SUPPLIED RECORDS>
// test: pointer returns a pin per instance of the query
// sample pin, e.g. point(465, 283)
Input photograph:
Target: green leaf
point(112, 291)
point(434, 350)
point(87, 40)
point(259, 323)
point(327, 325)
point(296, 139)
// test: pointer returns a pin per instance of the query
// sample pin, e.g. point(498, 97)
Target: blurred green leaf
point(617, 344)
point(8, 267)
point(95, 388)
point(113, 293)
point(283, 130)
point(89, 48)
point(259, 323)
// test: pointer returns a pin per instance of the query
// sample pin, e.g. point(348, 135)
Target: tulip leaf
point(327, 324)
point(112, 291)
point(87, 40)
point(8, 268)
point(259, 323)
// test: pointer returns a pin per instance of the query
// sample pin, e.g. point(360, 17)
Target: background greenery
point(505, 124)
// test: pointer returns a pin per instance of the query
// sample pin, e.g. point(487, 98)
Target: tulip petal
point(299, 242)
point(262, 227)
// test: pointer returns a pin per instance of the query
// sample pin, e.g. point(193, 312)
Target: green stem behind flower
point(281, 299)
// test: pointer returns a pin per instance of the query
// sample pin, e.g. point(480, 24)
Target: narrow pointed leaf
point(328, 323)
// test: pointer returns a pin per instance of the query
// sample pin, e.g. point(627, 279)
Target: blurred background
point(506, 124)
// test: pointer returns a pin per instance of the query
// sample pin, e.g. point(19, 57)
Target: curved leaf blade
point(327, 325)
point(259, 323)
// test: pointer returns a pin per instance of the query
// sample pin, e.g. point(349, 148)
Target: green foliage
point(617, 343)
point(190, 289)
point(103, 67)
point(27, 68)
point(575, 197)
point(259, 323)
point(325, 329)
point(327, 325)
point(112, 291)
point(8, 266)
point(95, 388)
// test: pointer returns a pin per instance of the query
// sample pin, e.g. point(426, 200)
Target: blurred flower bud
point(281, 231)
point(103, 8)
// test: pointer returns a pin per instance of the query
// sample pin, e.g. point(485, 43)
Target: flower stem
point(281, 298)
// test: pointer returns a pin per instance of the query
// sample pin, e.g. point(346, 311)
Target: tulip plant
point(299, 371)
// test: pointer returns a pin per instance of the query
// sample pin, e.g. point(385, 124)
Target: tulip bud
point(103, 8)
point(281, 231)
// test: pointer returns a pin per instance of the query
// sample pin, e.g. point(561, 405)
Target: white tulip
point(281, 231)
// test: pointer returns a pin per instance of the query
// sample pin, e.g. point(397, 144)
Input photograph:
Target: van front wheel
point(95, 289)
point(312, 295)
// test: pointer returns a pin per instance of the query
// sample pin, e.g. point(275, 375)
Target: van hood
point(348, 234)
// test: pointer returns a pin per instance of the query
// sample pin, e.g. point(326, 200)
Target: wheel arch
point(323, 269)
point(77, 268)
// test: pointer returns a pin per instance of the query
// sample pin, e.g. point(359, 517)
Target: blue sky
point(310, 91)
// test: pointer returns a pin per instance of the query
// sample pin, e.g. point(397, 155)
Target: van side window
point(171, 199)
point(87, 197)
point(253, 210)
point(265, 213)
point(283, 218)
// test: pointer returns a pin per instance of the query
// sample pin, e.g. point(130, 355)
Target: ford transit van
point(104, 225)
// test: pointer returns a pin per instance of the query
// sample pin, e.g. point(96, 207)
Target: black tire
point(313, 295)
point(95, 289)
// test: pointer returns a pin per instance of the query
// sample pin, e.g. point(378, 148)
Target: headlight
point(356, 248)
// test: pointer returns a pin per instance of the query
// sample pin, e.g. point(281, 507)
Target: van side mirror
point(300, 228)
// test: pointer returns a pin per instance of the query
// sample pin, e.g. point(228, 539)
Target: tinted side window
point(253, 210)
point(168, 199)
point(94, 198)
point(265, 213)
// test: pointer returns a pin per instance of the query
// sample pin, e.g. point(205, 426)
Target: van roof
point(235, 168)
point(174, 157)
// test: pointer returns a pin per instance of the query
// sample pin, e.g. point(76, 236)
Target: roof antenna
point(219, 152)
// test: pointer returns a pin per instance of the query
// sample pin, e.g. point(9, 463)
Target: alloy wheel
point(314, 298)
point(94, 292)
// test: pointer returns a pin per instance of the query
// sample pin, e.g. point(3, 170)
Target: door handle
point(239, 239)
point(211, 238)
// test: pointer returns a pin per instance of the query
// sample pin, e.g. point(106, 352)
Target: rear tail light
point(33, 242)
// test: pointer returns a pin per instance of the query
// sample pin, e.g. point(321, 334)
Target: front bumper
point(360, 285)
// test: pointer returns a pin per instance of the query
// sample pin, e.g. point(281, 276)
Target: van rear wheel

YOUR GOAL> Reproduce the listing above, substituting "Label" for every occurrence of "Target" and leaving all other text unchanged.

TASK ANSWER>
// test: pointer returns a pin per instance of the query
// sample pin, e.g. point(465, 283)
Input photograph:
Label: green leaf
point(112, 291)
point(434, 350)
point(87, 40)
point(259, 323)
point(327, 325)
point(296, 139)
// test: pointer returns a pin per instance of the query
// sample pin, e.g. point(498, 97)
Label: blurred green leaf
point(617, 344)
point(8, 267)
point(95, 388)
point(113, 293)
point(283, 130)
point(89, 48)
point(259, 323)
// test: pointer returns a pin per instance of the query
// sample pin, e.g. point(348, 135)
Label: tulip leaf
point(327, 324)
point(112, 291)
point(87, 40)
point(8, 268)
point(259, 323)
// test: pointer returns a pin per instance of the query
// sample pin, e.g. point(360, 17)
Label: background greenery
point(505, 124)
// test: pointer returns a pin per instance of the query
// sample pin, e.g. point(487, 98)
Label: tulip petal
point(299, 242)
point(262, 227)
// test: pointer returns a pin per instance of the query
// sample pin, e.g. point(193, 312)
Label: green stem behind flower
point(281, 299)
// test: pointer returns a pin per instance of the query
// sample pin, e.g. point(480, 24)
Label: narrow pointed leaf
point(328, 323)
// test: pointer returns a pin per instance of the query
// sample pin, e.g. point(627, 279)
Label: blurred background
point(506, 124)
// test: pointer returns a pin per instance of the query
// sample pin, e.g. point(19, 57)
Label: curved leaf blade
point(327, 325)
point(259, 323)
// test: pointer returns a pin per instance of the query
// sample pin, e.g. point(349, 148)
Label: green foliage
point(617, 343)
point(190, 289)
point(103, 67)
point(27, 68)
point(575, 197)
point(259, 323)
point(325, 329)
point(327, 325)
point(112, 291)
point(8, 266)
point(95, 388)
// test: pointer returns a pin per instance of the query
// sample pin, e.g. point(426, 200)
Label: blurred flower bud
point(281, 231)
point(103, 8)
// test: pointer returns a pin per instance of the query
// sample pin, e.g. point(485, 43)
Label: flower stem
point(281, 298)
// test: pointer returns a pin per instance of the query
// sample pin, e.g. point(346, 311)
Label: tulip plant
point(299, 371)
// test: pointer returns a pin per instance of the query
// sample pin, e.g. point(385, 124)
Label: tulip bud
point(103, 8)
point(281, 231)
// test: pointer returns a pin per instance of the query
// sample pin, e.g. point(561, 405)
Label: white tulip
point(281, 231)
// test: pointer returns a pin per instance of the query
// sample pin, e.g. point(397, 144)
Input photograph:
Label: van front wheel
point(95, 289)
point(312, 295)
// test: pointer returns a pin per instance of the query
// sample pin, e.g. point(275, 375)
Label: van hood
point(348, 234)
// test: pointer returns a pin per instance of the query
// sample pin, e.g. point(326, 200)
Label: wheel arch
point(323, 269)
point(77, 268)
// test: pointer returns a pin per instance of the query
// sample pin, e.g. point(359, 517)
Label: blue sky
point(310, 91)
// test: pointer returns a pin per instance of the query
// sample pin, e.g. point(397, 155)
Label: van side window
point(171, 199)
point(87, 197)
point(253, 210)
point(265, 213)
point(283, 218)
// test: pointer returns a pin per instance of the query
// sample pin, e.g. point(130, 355)
Label: ford transit van
point(104, 225)
// test: pointer returns a pin per instance of the query
// sample pin, e.g. point(96, 207)
Label: black tire
point(313, 295)
point(95, 289)
// test: pointer returns a pin per instance of the query
// sample pin, e.g. point(378, 148)
Label: headlight
point(356, 248)
// test: pointer returns a pin per instance of the query
// sample pin, e.g. point(281, 507)
Label: van side mirror
point(300, 228)
// test: pointer returns a pin per instance of the query
// sample pin, e.g. point(228, 539)
Label: tinted side window
point(253, 210)
point(168, 199)
point(94, 198)
point(265, 213)
// test: pointer returns a pin per instance of the query
// sample pin, e.g. point(205, 426)
Label: van roof
point(235, 168)
point(174, 157)
// test: pointer returns a pin per instance of the query
// sample pin, e.g. point(76, 236)
Label: roof antenna
point(219, 152)
// test: pointer returns a pin per instance of the query
// sample pin, e.g. point(9, 463)
Label: alloy wheel
point(314, 298)
point(94, 292)
// test: pointer returns a pin per instance of the query
// sample pin, e.g. point(3, 170)
Label: door handle
point(239, 239)
point(211, 238)
// test: pointer returns a pin per instance of the query
// sample pin, e.g. point(106, 352)
Label: rear tail light
point(33, 242)
// test: pointer returns a pin per instance of the query
// sample pin, e.g. point(321, 334)
Label: front bumper
point(360, 285)
// test: pointer returns a pin per instance of the query
// sample pin, e.g. point(281, 276)
Label: van rear wheel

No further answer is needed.